> TASK DETAILS
Repeat the records below exactly, leaving out any pictures.

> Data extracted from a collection
━━━━━━━━

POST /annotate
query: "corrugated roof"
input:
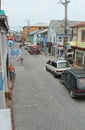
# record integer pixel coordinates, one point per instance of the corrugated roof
(41, 24)
(2, 100)
(31, 33)
(58, 25)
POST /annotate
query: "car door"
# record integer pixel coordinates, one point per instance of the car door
(53, 66)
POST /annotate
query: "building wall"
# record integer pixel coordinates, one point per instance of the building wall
(25, 33)
(34, 28)
(79, 42)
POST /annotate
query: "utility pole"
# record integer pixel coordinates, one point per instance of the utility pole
(0, 4)
(65, 4)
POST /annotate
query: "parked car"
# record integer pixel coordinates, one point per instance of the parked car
(33, 50)
(57, 66)
(74, 80)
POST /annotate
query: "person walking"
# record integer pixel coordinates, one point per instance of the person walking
(21, 60)
(11, 70)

━━━━━━━━

> ANSWER FOR THIS EXERCISE
POST /annotate
query: "corrugated roof"
input:
# record integer pixel coordinates, one point per instance of the corrugated roof
(41, 24)
(2, 100)
(31, 33)
(58, 25)
POST /annotate
query: "car door"
# record integer pixel coordinates, one point per instance of the car door
(53, 66)
POST /annotate
query: "building wall"
# record integer pixel coordinates, one point per instance of the building wall
(25, 33)
(34, 28)
(79, 42)
POST /annotate
query: "utility pole"
# record integer pixel coordinates, one point per instance of the utility pole
(0, 4)
(65, 4)
POST /annotate
query: "parked car"
# record integer pixel coordinates, one point per instance of the parked car
(33, 50)
(57, 66)
(74, 80)
POST /annotate
query: "person walking"
# record integer pixel coordinates, one point per instance of the person walking
(21, 60)
(11, 70)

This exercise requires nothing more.